Objectif 1: Renvoyez mot pour mot le passage du texte sur le Code européen des affaires qui commence par « Le Land de Sarre, pivot » et se poursuit jusqu'à « dans sa Constitution. ».
Objectif 2: D'après le texte sur le Code européen des affaires, à quelle date et dans quelle ville s'est tenue la conférence organisée à l'occasion du Jour de la Constitution de la Sarre ?

Extrait à lire:
────────────────────────────────────────
Le Land de Sarre, pivot historique des relations franco-allemandes, s’est engagé à œuvrer pour le renforcement de l’intégration européenne, à travers l’approfondissement des relations entre la France et l’Allemagne. Le Gouvernement de la Sarre a ainsi choisi de se saisir du projet de Code européen des affaires, un projet de relance de l’intégration européenne sur l’impulsion du couple franco-allemand, qui place le droit des affaires au cœur de la construction européenne. Comme le rappelle Roland Theis, Secrétaire d’Etat et plénipotentiaire pour les affaires européennes, le Land de Sarre est le premier Land en Allemagne ayant inscrit le principe de l’intégration européenne dans sa Constitution.
Lors d’une conférence à l’occasion du Jour de la Constitution de la Sarre, qui s’est tenue le 21 décembre 2018 à Sarrebrück, à l’initiative de Peter Strobel, Ministre de la Justice de la Sarre, les acteurs du monde politique, économique et universitaire ont débattu de l’opportunité d’un Code européen des affaires pour accroître les échanges et les investissements et approfondir la convergence au sein de la zone euro. Tobias Hans, Ministre-Président de la Sarre, François Villeroy de Galhau, Gouverneur de la Banque de France, et Peter Altmaier, Ministre allemand de l’économie et de l’énergie, ont apporté à cette initiative un soutien décisif, rappelant le contexte et les perspectives du projet de Code européen des affaires.
L’environnement de l’entreprise est rappelé par Tobias Hans et Renaud Dutreil, Président de la Fondation pour le droit continental : un marché unique marqué par une grande complexité et une grande hétérogénéité des législations nationales en matière de droit des affaires, une situation qui pénalise la capacité des entreprises, entre autres des entreprises de demain, les start-up, d’agir au niveau européen.
Alors que les Etats Unis ont consolidé à partir de 1952 leur espace économique par l’adoption de l’« Uniform Commercial Code » (UCC) et alors qu’en Afrique, l’OHADA représente un exemple parmi les plus aboutis d’intégration du droit commercial, l’Europe peine encore à avancer sur la voix de l’unification de son droit du commerce. Comme l’a souligné François Villeroy de Galhau, la réalisation d’un Code européen des affaires représenterait, après le marché commun, l’Euro et l’Union des marchés de capitaux, une nouvelle avancée sur le chemin d’une Europe plus compétitive et plus unie. Le Gouverneur de la Banque de France a chaleureusement salué « l’élan actuel émanant de nombreux pans de la société civile en faveur d’un Code européen des affaires ».
────────────────────────────────────────
Données recueillies:

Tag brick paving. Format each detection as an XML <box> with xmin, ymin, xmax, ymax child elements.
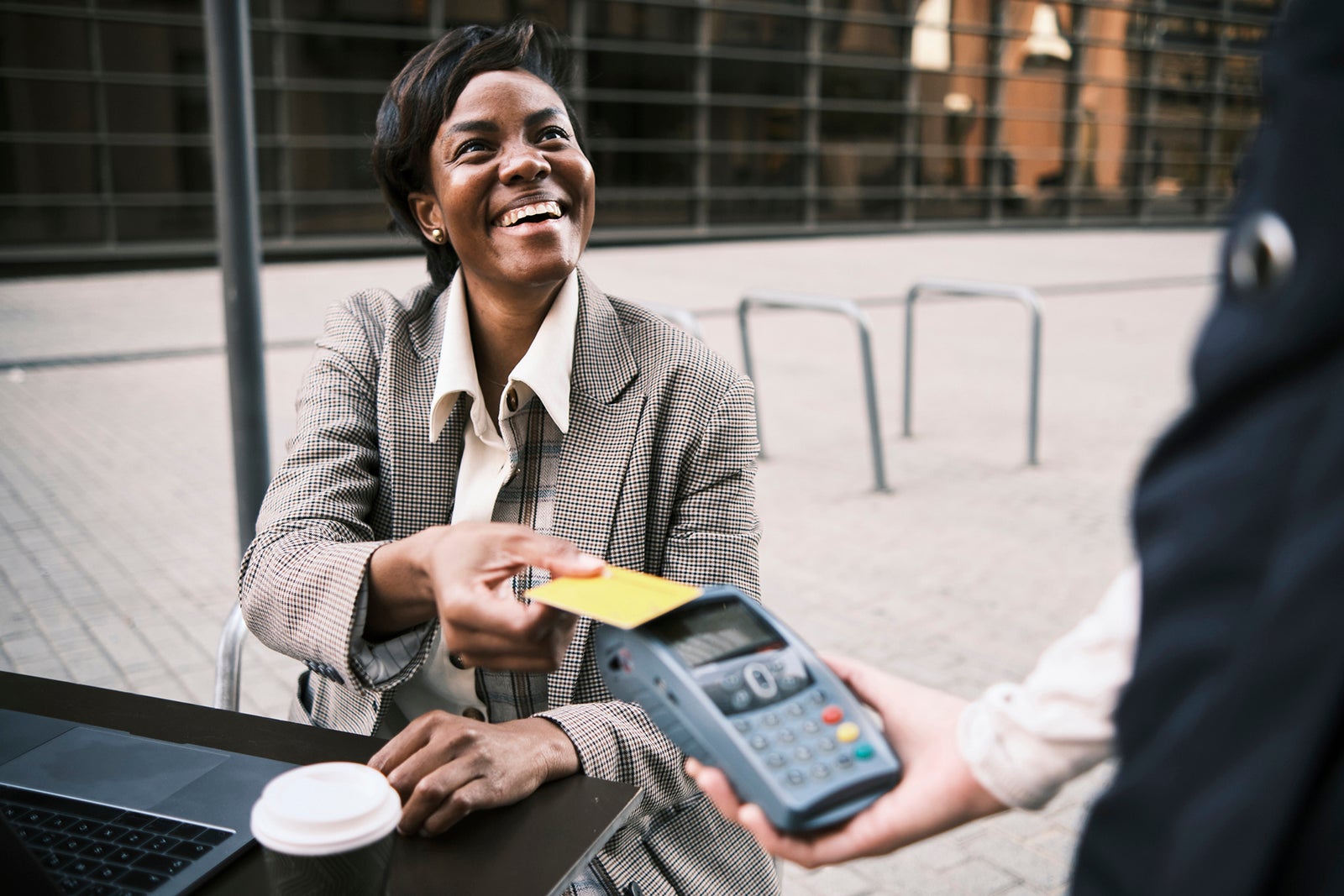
────────────────────────────────────────
Réponse complète 1:
Le Land de Sarre, pivot historique des relations franco-allemandes, s’est engagé à œuvrer pour le renforcement de l’intégration européenne, à travers l’approfondissement des relations entre la France et l’Allemagne. Le Gouvernement de la Sarre a ainsi choisi de se saisir du projet de Code européen des affaires, un projet de relance de l’intégration européenne sur l’impulsion du couple franco-allemand, qui place le droit des affaires au cœur de la construction européenne. Comme le rappelle Roland Theis, Secrétaire d’Etat et plénipotentiaire pour les affaires européennes, le Land de Sarre est le premier Land en Allemagne ayant inscrit le principe de l’intégration européenne dans sa Constitution.

Réponse complète 2: Le 21 décembre 2018, à Sarrebrück.